Document text
* * * *

The West Virginia Budget Crisis

Remember the large budget deficit that confronted West Virginia lawmakers at the start of the legislative session? One estimate in November 2016 was that in FY 2018 (beginning July 1, 2017) we would generate only $4.055 billion in revenue, roughly $500 million short of anticipated spending. That brought many legislators to Charleston for the general session prepared to strip spending down to a bare minimum and force the state “to live within its means.” Fortunately, those views softened when confronted by political reality.

Now projected FY 2018 revenues are about $40 million better than first predicted due to an improving coal market and a $33 million transfer from general revenues to the Workers Compensation Fund that won’t be made. But the remainder of the budget shortfall hasn’t disappeared. How the shortfall will be closed is the subject of a House and Senate conference committee meeting today. So far, the fiscal and political stress created by the shortfall has caused Governor Justice and quite a few legislators to behave as if any idea – even a demonstrably bad one – is better than nothing.

June 12 is the sixteenth day of a special session devoted to this project. The extension to allow the conference committee to meet expires on June 13 and if a solution is not reached immediately the tax reform effort may be abandoned entirely. The two opposing camps are the Governor and Senate Republicans — who want to reduce income taxes — and nearly the entire House who want to raise sales tax rates and coverage without reducing income taxes.

Neither approach is progressive. Sales taxes hurt lower and middle income citizens who have no choice but to spend almost all of their income on taxed items. Because income taxes are generally paid more heavily by wealthier citizens, the proposed income tax reductions coupled with the sales tax increases would result in an overall tax decrease for the wealthy but an overall tax increase for lower and middle income taxpayers. According to the West Virginia Center on Budget and Policy, the plan lowers taxes on the top 20% of West Virginia households and increases taxes on the remaining 80 percent of households.

* * * *

Source records

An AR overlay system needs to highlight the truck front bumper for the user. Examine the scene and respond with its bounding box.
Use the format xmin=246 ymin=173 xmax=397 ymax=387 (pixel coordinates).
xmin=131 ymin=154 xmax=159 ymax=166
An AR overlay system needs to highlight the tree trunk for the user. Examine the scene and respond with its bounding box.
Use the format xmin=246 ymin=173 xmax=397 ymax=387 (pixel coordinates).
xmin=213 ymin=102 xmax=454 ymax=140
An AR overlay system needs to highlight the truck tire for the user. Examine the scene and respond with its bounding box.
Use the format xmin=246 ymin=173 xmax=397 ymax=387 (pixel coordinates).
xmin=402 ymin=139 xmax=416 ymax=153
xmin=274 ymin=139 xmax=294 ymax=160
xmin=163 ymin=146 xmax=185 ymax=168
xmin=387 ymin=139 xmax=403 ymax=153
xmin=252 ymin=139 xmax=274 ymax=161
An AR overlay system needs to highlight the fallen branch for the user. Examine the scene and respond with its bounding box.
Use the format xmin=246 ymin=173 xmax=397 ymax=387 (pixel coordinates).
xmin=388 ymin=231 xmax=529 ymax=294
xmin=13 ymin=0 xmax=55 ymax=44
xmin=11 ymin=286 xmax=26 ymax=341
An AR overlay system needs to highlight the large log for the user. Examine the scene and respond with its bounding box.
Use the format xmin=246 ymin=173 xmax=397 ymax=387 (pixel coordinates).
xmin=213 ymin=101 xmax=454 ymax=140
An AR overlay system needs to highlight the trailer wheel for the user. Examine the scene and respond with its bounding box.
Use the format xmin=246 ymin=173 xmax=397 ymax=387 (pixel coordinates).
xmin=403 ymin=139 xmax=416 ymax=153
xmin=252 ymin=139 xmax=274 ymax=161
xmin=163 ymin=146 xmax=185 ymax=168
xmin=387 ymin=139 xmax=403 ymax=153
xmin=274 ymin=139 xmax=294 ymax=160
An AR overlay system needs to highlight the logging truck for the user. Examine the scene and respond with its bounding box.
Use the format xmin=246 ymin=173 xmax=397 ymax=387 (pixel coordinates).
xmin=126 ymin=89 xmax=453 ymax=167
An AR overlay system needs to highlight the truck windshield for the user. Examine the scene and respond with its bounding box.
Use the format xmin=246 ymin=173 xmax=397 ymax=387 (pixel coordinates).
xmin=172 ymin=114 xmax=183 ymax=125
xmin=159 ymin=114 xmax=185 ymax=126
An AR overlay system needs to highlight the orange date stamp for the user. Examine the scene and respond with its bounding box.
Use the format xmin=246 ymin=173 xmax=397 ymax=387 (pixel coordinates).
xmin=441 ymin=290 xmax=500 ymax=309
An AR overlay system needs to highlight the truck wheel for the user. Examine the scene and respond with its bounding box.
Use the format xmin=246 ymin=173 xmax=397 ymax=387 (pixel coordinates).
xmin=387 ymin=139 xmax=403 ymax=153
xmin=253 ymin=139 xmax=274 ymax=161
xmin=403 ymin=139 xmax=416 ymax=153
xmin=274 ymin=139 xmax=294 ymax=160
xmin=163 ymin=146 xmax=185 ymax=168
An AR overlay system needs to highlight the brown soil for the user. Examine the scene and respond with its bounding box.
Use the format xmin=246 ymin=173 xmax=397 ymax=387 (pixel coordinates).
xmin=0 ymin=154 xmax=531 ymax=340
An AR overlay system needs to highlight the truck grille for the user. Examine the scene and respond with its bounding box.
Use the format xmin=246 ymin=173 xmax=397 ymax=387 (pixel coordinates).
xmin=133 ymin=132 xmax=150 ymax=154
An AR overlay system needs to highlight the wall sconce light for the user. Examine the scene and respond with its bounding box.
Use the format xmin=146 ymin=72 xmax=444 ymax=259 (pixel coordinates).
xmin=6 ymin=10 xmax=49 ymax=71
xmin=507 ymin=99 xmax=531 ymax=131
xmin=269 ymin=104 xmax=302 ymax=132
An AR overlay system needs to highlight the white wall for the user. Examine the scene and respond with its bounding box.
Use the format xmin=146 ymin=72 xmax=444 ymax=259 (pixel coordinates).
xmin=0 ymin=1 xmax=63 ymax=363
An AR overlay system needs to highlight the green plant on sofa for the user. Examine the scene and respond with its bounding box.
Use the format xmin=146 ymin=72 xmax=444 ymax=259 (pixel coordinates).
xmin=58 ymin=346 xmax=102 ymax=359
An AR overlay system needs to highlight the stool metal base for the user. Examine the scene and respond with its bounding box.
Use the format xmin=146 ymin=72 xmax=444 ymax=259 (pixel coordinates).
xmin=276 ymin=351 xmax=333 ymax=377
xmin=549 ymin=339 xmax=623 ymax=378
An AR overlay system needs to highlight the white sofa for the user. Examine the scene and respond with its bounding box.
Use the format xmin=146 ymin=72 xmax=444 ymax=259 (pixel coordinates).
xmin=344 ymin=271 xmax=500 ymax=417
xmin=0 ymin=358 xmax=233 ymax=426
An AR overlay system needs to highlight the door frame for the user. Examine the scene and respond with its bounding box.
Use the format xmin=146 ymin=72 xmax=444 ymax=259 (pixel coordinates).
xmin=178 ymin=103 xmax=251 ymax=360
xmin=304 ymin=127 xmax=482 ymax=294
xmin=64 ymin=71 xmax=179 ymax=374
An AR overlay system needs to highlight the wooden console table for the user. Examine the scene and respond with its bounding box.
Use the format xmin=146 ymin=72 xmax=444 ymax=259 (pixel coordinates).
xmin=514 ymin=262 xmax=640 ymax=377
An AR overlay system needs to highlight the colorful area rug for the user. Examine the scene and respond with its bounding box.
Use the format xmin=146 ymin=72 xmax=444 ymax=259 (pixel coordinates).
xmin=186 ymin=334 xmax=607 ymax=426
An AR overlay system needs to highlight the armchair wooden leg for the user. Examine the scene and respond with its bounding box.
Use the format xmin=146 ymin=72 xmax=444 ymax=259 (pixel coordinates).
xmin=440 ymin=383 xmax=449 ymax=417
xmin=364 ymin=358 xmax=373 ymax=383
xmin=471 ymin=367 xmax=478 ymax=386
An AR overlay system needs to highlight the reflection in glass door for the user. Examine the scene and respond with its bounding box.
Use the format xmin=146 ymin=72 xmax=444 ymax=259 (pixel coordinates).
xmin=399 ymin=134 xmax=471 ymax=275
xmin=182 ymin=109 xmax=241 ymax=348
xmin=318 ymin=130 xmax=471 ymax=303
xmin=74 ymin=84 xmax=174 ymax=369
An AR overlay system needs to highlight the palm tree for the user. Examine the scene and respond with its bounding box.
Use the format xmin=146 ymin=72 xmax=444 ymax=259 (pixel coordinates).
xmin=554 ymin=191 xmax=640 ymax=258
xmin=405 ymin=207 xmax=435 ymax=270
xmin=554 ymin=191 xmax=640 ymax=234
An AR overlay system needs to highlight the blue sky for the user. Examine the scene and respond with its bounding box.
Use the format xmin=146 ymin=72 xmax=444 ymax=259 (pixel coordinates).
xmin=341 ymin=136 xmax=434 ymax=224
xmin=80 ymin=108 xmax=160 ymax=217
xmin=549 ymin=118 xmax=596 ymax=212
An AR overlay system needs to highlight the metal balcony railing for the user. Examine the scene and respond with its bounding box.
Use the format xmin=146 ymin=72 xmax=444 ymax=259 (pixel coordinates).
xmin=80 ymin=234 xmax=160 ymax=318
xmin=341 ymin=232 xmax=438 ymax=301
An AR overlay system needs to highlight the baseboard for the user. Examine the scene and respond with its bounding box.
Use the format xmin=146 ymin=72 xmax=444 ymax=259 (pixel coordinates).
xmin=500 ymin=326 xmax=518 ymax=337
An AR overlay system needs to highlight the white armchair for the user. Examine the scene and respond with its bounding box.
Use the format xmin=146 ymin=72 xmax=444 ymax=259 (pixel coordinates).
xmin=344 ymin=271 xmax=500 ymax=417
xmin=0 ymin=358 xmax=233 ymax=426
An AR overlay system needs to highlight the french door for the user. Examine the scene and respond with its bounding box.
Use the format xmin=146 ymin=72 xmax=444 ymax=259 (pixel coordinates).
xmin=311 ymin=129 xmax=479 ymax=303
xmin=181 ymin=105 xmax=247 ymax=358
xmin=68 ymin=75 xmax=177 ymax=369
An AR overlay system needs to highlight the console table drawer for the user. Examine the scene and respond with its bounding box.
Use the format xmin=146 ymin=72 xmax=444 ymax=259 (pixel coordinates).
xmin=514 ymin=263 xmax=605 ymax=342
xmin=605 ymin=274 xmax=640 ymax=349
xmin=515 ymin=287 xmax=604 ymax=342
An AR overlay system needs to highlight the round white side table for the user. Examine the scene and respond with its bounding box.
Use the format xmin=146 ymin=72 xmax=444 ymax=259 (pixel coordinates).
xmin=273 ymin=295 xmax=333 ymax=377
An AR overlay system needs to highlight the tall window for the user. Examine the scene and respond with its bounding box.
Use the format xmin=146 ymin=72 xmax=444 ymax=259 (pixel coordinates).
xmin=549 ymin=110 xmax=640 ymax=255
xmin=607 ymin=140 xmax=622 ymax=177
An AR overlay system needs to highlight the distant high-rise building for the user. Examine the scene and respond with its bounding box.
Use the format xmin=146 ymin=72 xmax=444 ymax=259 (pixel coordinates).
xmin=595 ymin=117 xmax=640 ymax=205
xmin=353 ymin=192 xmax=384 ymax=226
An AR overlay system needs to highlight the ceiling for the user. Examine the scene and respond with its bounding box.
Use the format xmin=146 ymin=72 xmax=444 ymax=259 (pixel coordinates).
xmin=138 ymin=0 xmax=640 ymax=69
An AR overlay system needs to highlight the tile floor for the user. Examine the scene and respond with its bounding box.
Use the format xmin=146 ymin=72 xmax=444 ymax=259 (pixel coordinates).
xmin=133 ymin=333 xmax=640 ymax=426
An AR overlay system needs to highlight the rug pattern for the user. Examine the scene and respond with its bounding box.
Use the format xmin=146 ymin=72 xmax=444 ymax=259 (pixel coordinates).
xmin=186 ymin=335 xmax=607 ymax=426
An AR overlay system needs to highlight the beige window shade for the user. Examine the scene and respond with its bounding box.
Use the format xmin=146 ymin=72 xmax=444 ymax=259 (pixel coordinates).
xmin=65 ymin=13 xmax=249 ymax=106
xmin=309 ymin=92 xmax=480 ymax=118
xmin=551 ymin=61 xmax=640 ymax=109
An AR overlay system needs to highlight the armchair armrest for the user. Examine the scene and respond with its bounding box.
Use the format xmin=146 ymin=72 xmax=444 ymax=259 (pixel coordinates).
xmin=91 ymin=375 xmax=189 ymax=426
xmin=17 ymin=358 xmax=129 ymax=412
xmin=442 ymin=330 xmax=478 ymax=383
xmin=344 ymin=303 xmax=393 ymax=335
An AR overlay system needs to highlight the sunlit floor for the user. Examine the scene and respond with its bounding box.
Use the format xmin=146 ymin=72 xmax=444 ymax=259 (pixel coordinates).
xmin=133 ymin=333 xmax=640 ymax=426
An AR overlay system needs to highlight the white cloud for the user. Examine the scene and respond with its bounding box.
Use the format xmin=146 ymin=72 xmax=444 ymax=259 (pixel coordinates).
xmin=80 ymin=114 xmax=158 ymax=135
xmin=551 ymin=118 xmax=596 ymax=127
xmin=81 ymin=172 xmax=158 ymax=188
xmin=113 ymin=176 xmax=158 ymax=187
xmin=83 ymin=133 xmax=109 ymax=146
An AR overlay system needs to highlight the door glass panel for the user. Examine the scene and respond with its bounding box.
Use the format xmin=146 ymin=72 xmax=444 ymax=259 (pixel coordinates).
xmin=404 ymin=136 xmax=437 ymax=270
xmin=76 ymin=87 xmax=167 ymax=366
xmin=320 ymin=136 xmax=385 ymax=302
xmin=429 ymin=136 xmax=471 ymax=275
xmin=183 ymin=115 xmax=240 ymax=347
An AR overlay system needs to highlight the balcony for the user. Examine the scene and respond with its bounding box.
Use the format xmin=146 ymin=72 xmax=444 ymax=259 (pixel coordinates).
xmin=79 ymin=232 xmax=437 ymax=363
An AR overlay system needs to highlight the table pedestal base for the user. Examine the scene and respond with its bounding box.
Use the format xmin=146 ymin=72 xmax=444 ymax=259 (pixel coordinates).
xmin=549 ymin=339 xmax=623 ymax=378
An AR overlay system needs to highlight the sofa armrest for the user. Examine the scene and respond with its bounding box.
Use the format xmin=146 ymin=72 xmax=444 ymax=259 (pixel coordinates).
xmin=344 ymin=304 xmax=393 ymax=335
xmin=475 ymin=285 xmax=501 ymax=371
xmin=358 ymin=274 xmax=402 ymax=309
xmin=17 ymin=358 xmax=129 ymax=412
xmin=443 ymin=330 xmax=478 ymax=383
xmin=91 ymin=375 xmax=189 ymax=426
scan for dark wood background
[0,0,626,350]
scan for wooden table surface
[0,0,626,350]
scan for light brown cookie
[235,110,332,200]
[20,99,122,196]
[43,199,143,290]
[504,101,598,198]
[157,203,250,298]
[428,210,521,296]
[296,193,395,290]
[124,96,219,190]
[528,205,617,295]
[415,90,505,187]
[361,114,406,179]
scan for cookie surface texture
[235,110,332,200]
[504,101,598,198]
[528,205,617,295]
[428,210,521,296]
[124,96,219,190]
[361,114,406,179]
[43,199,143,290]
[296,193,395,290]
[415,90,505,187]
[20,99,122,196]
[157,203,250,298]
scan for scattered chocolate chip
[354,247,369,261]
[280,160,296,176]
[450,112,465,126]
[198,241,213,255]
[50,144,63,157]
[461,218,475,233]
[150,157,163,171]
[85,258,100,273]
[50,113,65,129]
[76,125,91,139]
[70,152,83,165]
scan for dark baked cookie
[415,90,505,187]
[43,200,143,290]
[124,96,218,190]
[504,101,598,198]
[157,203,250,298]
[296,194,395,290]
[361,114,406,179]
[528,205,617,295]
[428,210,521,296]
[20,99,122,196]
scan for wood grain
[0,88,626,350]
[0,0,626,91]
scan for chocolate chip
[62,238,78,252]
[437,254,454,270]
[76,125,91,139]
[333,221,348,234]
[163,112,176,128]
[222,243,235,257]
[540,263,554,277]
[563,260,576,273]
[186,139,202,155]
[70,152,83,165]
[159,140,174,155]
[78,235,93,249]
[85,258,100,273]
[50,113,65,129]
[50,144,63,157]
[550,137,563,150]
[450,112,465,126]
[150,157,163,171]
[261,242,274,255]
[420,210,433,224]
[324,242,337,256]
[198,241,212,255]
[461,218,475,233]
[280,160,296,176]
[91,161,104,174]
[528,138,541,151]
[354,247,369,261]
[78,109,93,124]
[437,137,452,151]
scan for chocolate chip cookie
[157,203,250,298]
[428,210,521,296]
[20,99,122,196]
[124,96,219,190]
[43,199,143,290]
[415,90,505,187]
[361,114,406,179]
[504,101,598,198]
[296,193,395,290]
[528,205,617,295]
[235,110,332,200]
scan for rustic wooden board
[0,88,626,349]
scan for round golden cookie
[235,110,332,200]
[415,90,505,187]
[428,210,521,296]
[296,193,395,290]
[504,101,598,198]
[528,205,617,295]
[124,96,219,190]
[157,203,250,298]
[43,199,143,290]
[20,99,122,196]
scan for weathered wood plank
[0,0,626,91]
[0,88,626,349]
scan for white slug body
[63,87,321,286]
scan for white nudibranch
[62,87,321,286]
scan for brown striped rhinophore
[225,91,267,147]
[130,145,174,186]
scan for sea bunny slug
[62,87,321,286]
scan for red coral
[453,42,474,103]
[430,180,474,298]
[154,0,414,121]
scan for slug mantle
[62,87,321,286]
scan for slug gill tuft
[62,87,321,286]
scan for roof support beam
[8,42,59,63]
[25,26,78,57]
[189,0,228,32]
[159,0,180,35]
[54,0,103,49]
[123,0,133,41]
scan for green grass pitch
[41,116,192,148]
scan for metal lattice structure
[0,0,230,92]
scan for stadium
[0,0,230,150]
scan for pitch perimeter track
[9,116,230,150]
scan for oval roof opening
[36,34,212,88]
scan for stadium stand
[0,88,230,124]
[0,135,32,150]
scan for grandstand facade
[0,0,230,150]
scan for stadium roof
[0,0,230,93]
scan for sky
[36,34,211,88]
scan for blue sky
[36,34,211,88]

* * * *

Goals
1. Translate this sentence from the West Virginia budget article into Spanish: "June 12 is the sixteenth day of a special session devoted to this project."
2. According to the West Virginia budget article, how much better than first predicted are the projected FY 2018 revenues now?
3. Reproduce everything from "Now projected FY" down to "better than nothing." in the West Virginia budget article.

The answers
1. El 12 de junio es el decimosexto día de una sesión especial dedicada a este proyecto.

2. About $40 million better.

3.
Now projected FY 2018 revenues are about $40 million better than first predicted due to an improving coal market and a $33 million transfer from general revenues to the Workers Compensation Fund that won’t be made. But the remainder of the budget shortfall hasn’t disappeared. How the shortfall will be closed is the subject of a House and Senate conference committee meeting today. So far, the fiscal and political stress created by the shortfall has caused Governor Justice and quite a few legislators to behave as if any idea – even a demonstrably bad one – is better than nothing.